PASSAGE PROVIDED:
#####
Columnists, Coronavirus, Featured, Jon Caldara, Politics, Uncategorized

Caldara: Have your betters deemed you essential?

Those in governmental power often abuse their authority to choose the winners and losers in our economy. This has grown so ubiquitous that we hardly bother to call it out anymore.

COVID has now allowed them to step it up to a higher, more obscene level, empowering them to select who is essential, who is critical and who is not.

No longer content in choosing who gets to win and lose in a game we all say should be on a level playing field, our leaders now cherry-pick who gets to go on the field to even play.

In Denver, liquor stores are deemed essential. Recreational marijuana shops are essential. Cigar shops are not. Hardware stores like Home Depot, which sell washers, dryers, and other appliances are essential. Stores like Appliance Factory, which sells the same appliances, but not hammers and nails, is not.

Do we really need to explain the dangers of this new precedent? Those without political sway can quickly find themselves on the wrong side of this coin, which health boards, mayors and governors keep flipping in the air.

Does the political clout of waiters and waitresses outweigh those of lawyers? Guess which one of these occupations is deemed critical in Colorado today?

If you need to see your medical doctor today, you may. If you need to see your chiropractor, acupuncturist or homeopath, you may not.

Other people are choosing what services are critical to you, who is critical to you. My God, those in power are deciding, by fiat, if YOU are essential.

To me this is a debasement of all we hold dear. To others it is how we operate for the “best” of society.
#####
EXERCISE BRIEF: Copy out the full opinion column on who gets deemed essential during COVID, keeping every word unchanged. The lines that come next were taken from a different source.

DATASET:
#####
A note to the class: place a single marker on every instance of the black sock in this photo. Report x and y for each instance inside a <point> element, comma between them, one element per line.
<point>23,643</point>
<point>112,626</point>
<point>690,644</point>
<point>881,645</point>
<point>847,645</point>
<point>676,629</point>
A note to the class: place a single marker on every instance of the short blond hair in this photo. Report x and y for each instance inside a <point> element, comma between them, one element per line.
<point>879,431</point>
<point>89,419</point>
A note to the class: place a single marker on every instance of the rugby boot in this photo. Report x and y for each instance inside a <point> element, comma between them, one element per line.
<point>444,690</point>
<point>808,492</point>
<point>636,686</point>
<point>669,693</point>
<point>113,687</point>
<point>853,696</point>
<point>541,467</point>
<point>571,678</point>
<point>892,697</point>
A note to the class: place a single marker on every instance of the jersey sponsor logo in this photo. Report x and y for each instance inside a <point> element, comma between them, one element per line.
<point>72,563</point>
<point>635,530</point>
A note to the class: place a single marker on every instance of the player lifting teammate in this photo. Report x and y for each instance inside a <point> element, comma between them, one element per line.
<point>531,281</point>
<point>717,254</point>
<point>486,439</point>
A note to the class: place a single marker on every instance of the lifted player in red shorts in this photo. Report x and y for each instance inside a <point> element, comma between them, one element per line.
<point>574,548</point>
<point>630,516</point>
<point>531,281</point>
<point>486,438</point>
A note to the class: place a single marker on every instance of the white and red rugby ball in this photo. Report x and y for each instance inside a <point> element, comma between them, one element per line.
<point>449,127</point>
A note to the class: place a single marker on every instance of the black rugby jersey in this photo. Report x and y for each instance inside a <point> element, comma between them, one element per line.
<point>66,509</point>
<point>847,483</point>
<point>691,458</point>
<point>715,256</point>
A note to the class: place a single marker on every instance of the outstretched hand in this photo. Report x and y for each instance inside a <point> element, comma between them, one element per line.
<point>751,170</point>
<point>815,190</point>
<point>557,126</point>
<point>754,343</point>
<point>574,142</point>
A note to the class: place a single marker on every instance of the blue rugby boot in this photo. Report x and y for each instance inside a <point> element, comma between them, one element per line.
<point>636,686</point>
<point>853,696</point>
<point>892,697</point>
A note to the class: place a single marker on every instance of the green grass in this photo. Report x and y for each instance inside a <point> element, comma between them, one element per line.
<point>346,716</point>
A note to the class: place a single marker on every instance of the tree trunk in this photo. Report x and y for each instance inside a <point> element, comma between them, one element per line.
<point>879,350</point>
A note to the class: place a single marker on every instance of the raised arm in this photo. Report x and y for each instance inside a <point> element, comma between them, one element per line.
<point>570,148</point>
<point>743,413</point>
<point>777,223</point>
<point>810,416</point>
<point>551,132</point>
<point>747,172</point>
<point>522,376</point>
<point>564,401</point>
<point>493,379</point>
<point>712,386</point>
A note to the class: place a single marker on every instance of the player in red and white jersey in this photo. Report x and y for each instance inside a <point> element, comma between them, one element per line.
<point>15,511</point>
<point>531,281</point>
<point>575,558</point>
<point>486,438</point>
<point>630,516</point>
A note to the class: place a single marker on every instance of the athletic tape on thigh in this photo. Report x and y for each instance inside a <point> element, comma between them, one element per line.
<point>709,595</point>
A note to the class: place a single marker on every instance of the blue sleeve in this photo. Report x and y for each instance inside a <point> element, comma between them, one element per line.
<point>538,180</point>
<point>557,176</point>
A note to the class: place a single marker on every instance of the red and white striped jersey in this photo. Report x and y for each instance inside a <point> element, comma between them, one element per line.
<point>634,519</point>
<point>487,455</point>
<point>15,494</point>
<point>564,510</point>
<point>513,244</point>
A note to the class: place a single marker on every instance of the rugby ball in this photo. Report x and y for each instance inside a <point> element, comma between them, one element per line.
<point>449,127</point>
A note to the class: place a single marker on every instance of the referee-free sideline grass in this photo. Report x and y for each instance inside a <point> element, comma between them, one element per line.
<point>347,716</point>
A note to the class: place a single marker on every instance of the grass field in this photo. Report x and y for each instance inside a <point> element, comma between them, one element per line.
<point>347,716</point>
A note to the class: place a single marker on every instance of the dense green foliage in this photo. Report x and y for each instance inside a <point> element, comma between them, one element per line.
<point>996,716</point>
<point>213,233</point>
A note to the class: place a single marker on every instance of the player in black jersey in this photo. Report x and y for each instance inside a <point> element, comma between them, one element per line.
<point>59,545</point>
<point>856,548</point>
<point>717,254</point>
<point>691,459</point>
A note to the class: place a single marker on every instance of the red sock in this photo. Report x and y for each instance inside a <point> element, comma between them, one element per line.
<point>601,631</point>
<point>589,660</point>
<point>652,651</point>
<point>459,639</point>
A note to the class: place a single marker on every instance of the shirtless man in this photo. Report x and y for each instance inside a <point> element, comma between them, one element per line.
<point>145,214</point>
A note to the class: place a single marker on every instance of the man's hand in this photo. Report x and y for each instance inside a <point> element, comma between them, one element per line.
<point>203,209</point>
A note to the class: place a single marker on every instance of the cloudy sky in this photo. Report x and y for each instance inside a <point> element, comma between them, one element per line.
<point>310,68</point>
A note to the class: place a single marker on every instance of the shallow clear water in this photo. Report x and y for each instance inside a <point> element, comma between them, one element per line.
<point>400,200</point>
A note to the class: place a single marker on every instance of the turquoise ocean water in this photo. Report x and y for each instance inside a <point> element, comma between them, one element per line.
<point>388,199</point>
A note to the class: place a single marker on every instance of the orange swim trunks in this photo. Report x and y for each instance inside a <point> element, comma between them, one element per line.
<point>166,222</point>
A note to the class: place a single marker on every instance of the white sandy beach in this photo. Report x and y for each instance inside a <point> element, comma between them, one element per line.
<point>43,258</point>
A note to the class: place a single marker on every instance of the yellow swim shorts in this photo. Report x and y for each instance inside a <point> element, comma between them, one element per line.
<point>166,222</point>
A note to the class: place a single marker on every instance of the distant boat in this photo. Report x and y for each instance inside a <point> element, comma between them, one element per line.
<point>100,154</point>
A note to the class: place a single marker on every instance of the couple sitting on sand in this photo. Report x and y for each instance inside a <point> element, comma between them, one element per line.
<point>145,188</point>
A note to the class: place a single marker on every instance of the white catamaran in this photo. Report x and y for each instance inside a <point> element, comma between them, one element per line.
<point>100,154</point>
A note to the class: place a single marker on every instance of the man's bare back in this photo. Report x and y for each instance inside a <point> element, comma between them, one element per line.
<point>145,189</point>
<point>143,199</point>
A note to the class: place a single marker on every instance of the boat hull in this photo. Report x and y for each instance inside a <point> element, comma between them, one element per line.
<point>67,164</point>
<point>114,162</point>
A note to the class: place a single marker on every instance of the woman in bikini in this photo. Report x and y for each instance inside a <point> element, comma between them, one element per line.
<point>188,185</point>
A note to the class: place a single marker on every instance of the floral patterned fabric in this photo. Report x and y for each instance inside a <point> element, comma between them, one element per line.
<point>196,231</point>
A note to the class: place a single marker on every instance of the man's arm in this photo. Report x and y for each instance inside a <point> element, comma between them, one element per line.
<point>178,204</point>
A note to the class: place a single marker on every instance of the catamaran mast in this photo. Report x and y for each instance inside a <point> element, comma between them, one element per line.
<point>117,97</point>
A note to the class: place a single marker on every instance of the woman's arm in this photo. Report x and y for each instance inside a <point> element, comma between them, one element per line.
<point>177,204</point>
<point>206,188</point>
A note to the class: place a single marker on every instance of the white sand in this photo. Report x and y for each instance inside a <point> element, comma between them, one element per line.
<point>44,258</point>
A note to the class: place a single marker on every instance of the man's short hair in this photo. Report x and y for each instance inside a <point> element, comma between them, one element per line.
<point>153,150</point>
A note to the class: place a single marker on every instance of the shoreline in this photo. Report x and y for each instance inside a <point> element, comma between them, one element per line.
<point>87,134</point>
#####
REPLY TO THE EXERCISE:
Columnists, Coronavirus, Featured, Jon Caldara, Politics, Uncategorized

Caldara: Have your betters deemed you essential?

Those in governmental power often abuse their authority to choose the winners and losers in our economy. This has grown so ubiquitous that we hardly bother to call it out anymore.

COVID has now allowed them to step it up to a higher, more obscene level, empowering them to select who is essential, who is critical and who is not.

No longer content in choosing who gets to win and lose in a game we all say should be on a level playing field, our leaders now cherry-pick who gets to go on the field to even play.

In Denver, liquor stores are deemed essential. Recreational marijuana shops are essential. Cigar shops are not. Hardware stores like Home Depot, which sell washers, dryers, and other appliances are essential. Stores like Appliance Factory, which sells the same appliances, but not hammers and nails, is not.

Do we really need to explain the dangers of this new precedent? Those without political sway can quickly find themselves on the wrong side of this coin, which health boards, mayors and governors keep flipping in the air.

Does the political clout of waiters and waitresses outweigh those of lawyers? Guess which one of these occupations is deemed critical in Colorado today?

If you need to see your medical doctor today, you may. If you need to see your chiropractor, acupuncturist or homeopath, you may not.

Other people are choosing what services are critical to you, who is critical to you. My God, those in power are deciding, by fiat, if YOU are essential.

To me this is a debasement of all we hold dear. To others it is how we operate for the “best” of society.